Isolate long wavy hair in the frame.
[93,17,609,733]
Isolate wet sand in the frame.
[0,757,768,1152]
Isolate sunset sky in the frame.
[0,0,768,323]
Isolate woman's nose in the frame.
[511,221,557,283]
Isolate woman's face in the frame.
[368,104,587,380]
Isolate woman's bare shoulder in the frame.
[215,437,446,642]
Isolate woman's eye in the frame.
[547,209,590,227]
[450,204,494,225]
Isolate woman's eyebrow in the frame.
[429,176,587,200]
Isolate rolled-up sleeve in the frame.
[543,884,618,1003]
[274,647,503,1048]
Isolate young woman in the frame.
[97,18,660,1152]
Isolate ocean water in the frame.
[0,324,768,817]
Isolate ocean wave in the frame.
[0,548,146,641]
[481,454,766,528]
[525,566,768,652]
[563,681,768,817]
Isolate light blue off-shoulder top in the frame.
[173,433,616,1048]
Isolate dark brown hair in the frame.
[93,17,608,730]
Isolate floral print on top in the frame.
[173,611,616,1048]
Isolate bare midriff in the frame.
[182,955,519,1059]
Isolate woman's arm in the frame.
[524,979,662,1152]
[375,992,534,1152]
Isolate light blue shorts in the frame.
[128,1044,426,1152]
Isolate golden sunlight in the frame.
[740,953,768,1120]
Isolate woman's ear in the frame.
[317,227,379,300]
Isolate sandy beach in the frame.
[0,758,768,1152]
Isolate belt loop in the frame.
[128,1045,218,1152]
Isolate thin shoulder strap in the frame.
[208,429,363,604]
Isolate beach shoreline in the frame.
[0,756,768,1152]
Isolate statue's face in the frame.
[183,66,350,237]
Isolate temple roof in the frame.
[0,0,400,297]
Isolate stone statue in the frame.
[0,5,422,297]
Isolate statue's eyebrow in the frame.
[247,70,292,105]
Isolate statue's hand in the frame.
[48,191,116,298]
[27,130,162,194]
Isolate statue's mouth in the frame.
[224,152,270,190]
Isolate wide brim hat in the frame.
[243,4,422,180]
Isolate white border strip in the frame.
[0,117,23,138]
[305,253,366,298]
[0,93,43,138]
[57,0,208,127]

-=-=-=-=-

■ What is being asked: Please copy out all of the data above word for word, keeping every line in its original order.

■ Solution to this problem:
Isolate long wavy hair in the frame.
[93,17,609,733]
Isolate wet sand in the frame.
[0,757,768,1152]
Isolate sunset sky in the frame.
[0,0,768,323]
Isolate woman's nose in the frame.
[511,221,557,283]
Isolate woman's face in the frame.
[368,104,587,380]
Isolate woman's bare shoulder in the frame.
[215,437,446,642]
Isolate woman's eye in the frame.
[547,209,590,227]
[450,204,494,225]
Isolate woman's eyebrow in the frame.
[429,176,587,200]
Isolate rolled-up sleeve in the frame.
[543,884,618,1003]
[274,647,503,1048]
Isolate young woman in the frame.
[97,18,660,1152]
Isolate ocean water in the frame.
[0,324,768,817]
Isolate ocean wave in the frame.
[0,548,146,641]
[481,454,766,528]
[525,566,768,652]
[563,681,768,817]
Isolate light blue off-shoulder top in the frame.
[173,433,616,1048]
Isolate dark brown hair in the frame.
[93,17,608,730]
Isolate floral print on top in the frame.
[173,611,616,1048]
Isolate bare midriff in the frame.
[182,955,519,1059]
Isolate woman's arm in the frame.
[524,979,662,1152]
[375,992,534,1152]
Isolate light blue shorts in the frame.
[128,1044,426,1152]
Isolate golden sunlight in the frame.
[740,953,768,1120]
Isolate woman's ear in the frame.
[317,227,379,300]
Isolate sandy beach in the frame.
[0,758,768,1152]
Isolate belt loop in the frame.
[128,1045,218,1152]
Isolate thin shoulder strap in the frame.
[208,429,363,604]
Isolate beach shoreline in the frame.
[0,756,768,1152]
Isolate statue's face in the frame.
[183,66,350,237]
Isolate temple roof in the frame.
[0,0,400,297]
Isolate stone statue in the frame.
[0,5,422,297]
Isolate statue's eyebrow in the frame.
[247,70,292,105]
Isolate statue's hand in the frame.
[48,191,116,298]
[27,130,162,194]
Isolate statue's mouth in the frame.
[224,152,270,190]
Isolate wide brim hat in the frame.
[243,4,422,180]
Isolate white border strip in the frame.
[0,117,23,138]
[305,253,366,298]
[0,93,43,138]
[57,0,208,127]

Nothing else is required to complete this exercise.